▶ **Excerpt to read**
Attach comparison hints (non-binding).

Parameters:

Name Type Description Default
ctx ProcessingContext

The processing context.

required
Source code in src/topmark/pipeline/steps/comparer.py
def hint(self, ctx: ProcessingContext) -> None:
    """Attach comparison hints (non-binding).

    Args:
        ctx: The processing context.
    """
    st: ComparisonStatus = ctx.status.comparison

    # May proceed to next step (always):
    if st == ComparisonStatus.CHANGED:
        if ctx.run_options.apply_changes is True:
            ctx.hint(
                axis=Axis.COMPARISON,
                code=KnownCode.COMPARE_CHANGED,
                cluster=Cluster.CHANGED,
                message="differences detected",
            )
        else:
            ctx.hint(
                axis=Axis.COMPARISON,
                code=KnownCode.COMPARE_WOULD_CHANGE,
                cluster=Cluster.WOULD_CHANGE,
                message="differences detected",
            )
    elif st == ComparisonStatus.UNCHANGED:
        ctx.hint(
            axis=Axis.COMPARISON,
            code=KnownCode.COMPARE_UNCHANGED,
            cluster=Cluster.UNCHANGED,
            message="no differences detected",
        )
    # Stop processing:
    elif st == ComparisonStatus.SKIPPED:
        ctx.hint(
            axis=Axis.COMPARISON,
            code=KnownCode.COMPARE_SKIPPED,
            cluster=Cluster.SKIPPED,
            message="comparison skipped",
            terminal=True,
        )
    elif st == ComparisonStatus.PENDING:
        # comparer did not complete
        ctx.request_halt(reason=f"{self.__class__.__name__} did not set state.", at_step=self)

▶ **Dataset extract**
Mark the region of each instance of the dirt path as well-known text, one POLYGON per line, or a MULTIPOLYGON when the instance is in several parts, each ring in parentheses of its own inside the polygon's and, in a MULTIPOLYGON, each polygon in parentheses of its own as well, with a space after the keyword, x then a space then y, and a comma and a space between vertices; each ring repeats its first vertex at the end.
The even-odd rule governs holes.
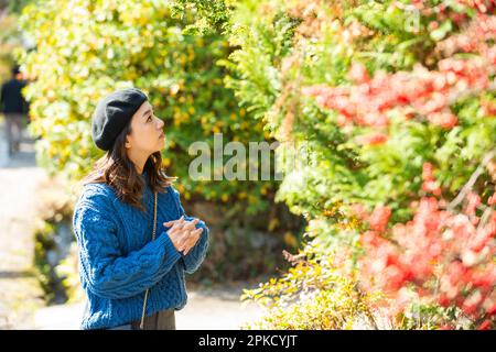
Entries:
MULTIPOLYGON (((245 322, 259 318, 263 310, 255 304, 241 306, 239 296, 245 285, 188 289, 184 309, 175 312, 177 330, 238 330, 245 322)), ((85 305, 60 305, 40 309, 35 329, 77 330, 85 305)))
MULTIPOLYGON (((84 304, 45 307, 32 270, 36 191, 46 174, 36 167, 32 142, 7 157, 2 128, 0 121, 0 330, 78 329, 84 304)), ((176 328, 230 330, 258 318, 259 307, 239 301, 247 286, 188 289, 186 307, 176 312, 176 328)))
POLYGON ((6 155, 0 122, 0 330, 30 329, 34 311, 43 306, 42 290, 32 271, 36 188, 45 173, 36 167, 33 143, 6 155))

* * *

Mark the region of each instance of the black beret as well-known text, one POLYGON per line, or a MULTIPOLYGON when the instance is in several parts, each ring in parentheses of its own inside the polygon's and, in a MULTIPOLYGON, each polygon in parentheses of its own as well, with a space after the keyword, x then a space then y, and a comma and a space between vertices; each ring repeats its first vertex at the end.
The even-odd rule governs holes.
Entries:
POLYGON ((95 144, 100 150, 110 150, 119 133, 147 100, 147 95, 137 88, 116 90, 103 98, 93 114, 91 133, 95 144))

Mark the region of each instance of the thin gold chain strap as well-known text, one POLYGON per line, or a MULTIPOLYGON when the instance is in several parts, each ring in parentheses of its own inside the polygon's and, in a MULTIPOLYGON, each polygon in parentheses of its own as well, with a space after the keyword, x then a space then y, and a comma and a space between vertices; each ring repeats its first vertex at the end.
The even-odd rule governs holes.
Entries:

...

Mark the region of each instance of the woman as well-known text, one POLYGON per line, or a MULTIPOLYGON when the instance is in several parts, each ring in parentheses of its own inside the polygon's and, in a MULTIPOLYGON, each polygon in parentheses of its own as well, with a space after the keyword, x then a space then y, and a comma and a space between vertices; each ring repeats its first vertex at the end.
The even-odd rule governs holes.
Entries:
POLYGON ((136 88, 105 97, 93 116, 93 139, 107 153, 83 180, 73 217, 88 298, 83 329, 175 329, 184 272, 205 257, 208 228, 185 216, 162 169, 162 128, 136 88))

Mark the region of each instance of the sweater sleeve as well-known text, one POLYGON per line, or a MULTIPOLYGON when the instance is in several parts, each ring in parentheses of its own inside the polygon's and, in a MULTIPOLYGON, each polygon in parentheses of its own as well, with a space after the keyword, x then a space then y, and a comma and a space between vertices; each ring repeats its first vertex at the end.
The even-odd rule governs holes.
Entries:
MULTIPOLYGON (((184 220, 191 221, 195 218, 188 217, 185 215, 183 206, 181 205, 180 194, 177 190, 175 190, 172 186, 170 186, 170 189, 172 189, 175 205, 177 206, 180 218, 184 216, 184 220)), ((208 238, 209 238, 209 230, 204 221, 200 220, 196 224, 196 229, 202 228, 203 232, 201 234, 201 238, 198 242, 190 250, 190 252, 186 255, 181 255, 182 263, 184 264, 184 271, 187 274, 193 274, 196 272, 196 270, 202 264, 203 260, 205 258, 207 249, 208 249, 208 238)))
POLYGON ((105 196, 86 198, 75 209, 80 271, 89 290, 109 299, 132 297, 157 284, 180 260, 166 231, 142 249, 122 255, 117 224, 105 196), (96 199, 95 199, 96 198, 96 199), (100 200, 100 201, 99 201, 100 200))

▶ **Work to be completed**
Reproduce the part of the comparison-hint excerpt starting at "Name Type Description" and ending at "ctx: The processing context.". The listing has no part in this work.

▶ **Exercise answer**
Name Type Description Default
ctx ProcessingContext

The processing context.

required
Source code in src/topmark/pipeline/steps/comparer.py
def hint(self, ctx: ProcessingContext) -> None:
    """Attach comparison hints (non-binding).

    Args:
        ctx: The processing context.